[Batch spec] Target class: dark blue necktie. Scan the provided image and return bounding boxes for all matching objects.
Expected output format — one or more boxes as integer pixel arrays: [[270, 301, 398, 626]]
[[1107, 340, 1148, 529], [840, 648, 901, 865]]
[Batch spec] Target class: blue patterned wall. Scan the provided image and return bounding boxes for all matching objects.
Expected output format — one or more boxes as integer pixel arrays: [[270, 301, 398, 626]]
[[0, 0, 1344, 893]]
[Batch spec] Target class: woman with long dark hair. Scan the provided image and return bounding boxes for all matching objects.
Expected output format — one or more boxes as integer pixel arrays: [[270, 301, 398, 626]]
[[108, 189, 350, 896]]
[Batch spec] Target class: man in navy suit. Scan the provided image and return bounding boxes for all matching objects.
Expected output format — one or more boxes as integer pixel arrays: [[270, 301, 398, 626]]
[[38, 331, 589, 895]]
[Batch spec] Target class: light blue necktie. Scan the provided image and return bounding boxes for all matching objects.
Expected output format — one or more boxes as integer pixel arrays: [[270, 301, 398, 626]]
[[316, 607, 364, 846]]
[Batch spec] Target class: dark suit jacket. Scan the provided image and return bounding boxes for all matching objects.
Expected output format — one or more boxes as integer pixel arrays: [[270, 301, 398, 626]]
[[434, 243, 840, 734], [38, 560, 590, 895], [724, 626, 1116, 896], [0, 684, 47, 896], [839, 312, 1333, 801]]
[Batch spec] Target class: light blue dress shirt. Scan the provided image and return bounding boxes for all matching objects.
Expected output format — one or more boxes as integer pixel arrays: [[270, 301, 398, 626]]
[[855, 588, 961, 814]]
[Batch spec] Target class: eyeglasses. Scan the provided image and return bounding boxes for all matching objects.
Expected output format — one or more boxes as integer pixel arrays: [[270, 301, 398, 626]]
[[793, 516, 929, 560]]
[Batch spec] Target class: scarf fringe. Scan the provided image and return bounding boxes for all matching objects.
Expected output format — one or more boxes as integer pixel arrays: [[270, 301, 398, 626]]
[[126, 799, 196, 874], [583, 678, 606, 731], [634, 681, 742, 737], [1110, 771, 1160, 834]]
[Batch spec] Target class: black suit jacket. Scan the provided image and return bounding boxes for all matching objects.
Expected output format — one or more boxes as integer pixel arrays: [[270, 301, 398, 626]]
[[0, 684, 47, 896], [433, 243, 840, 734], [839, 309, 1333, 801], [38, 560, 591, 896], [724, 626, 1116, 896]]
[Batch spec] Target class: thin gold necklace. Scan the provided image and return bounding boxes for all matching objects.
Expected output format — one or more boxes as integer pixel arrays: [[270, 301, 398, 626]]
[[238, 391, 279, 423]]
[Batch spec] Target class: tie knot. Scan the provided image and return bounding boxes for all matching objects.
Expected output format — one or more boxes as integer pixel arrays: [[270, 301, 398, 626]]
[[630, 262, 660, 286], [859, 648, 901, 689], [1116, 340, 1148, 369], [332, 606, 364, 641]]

+===+

- [Prompt]: Can you format the data above, from its first line through the line containing "[[316, 607, 364, 846]]" (both ends included), as a Markdown table with the columns Row and Line, leaving out blank lines?

- [Task result]:
| Row | Line |
|---|---|
| 1 | [Batch spec] Target class: dark blue necktie. Scan the provided image and return bounding boxes for all matching objects. |
| 2 | Expected output format — one or more boxes as integer pixel arrays: [[270, 301, 398, 626]] |
| 3 | [[1107, 340, 1148, 529], [840, 648, 901, 865]] |
| 4 | [Batch spec] Target class: blue patterned wall. Scan the provided image and return bounding boxes for all matching objects. |
| 5 | Expected output format — one or more boxes as integer pixel arrays: [[270, 301, 398, 626]] |
| 6 | [[0, 0, 1344, 893]] |
| 7 | [Batch spec] Target class: woman with long dark hair. Scan the provided image and return bounding boxes for all matching objects. |
| 8 | Expected output format — one or more boxes as integer pixel arrays: [[270, 301, 398, 626]] |
| 9 | [[108, 189, 350, 896]] |
| 10 | [Batch spec] Target class: man in navy suit. Scan the provided image and return bounding boxes for all matching objects. |
| 11 | Expected output format — one or more boxes as integer pixel arrays: [[270, 301, 398, 626]] |
| 12 | [[38, 331, 589, 895]] |
| 13 | [Batch spec] Target class: light blue necktie. Scan the provided image and return bounding boxes for all matching objects. |
| 14 | Expected output format — one or more boxes as integer pixel arrays: [[270, 301, 398, 626]] |
| 15 | [[316, 607, 364, 846]] |